> **EXERCISE OBJECTIVE**
Please say which method the regular expressions tutorial uses to set up a regular expression.

# Regular Expressions

I think regular expressions are perfectly suited for people who like puzzles like _crosswords_ and _Sudoku_. Naturally, people created games out of them (more info on that later). They can be long, mindboggling and indecipherable at times. But we'll start at the very beginning to keep it simple.

There are multiple versions of Regex Engines out there for different programming languages and software (analogous to SQL flavors for databases). The differences usually lie in the more advanced features. The basic nomenclature should hold across most Regex Engines.

A regular expression is a sequence of characters that can be used as a search pattern for a string. They are commonly used to do __find__ and __find and replace__ string operations and for __validation of user input__ (we'll see examples of this later).

Regular expressions can be used to evaulate Unicode strings or 8-bit strings (e.g. '00001110'). We'll just worry about the former in this workshop. Python has adopted the Perl syntax vs. the POSIX syntax.

Let's get started and import the regular expression module in Python.

In [3]:
import re

To set up a regular expression (regex), we use the `compile` method.

In [4]:
regex = re.compile('regular expression')
regex

re.compile(r'regular expression', re.UNICODE)

To look for a match, we use the `search` method.

In [5]:
re.search(regex, 'This string should match the above regular expression')

<_sre.SRE_Match object; span=(35, 53), match='regular expression'>

The `search` method returns a match object that contains the span of characters that matched along with the characters that matched. If an object exists in Python, it usually is equivalent to `True`. We'll use that fact to check if we have a match or not.

Here is a custom function we'll be using to return `True`/`False` about whether our regex matches a list of strings.

In [6]:
def Go_Fish(strings, regex, flag=0):
    TF = []
    for string in strings:
        if re.search(regex, string):
            if flag:
                print(re.search(regex,string))
            TF.append(True)
        else:
            TF.append(False)
    return TF

**Note**: None of the regex solutions will require knowledge of anything not covered before it.

## Literal String Matching

The simplest way to match is to provide the actual text that you want to literally (exactly) match.  
For example, if you want to find all strings that contain the characters "dog", your regex would just be `dog`.

In [None]:
strings = ['Cat', 'Cats', 'Cathy', 'cathy', 'Caller id']
# [True, True, True, False, False]

**Note**: The list of True and False elements below the `strings` variable is the answer I want you to match using a regex.

In [None]:
regex = re.compile('')
Go_Fish(strings, regex)

The same holds true for numbers represented as a string.

In [None]:
strings = ['734-764-7828','734 764 4615', '007', 'seven']
# [True, True, True, False]

In [None]:
regex = re.compile('')
Go_Fish(strings, regex)

> **RECORDED DATA**
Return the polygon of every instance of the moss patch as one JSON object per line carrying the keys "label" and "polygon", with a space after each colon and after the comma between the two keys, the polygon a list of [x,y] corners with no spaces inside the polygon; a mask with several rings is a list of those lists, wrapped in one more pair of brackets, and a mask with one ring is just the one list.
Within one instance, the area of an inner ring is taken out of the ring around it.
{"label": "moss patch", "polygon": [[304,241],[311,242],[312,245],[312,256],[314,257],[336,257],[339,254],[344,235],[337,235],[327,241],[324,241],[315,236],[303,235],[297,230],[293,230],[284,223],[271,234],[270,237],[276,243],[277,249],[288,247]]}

> **WRITTEN ANSWER**
The `compile` method.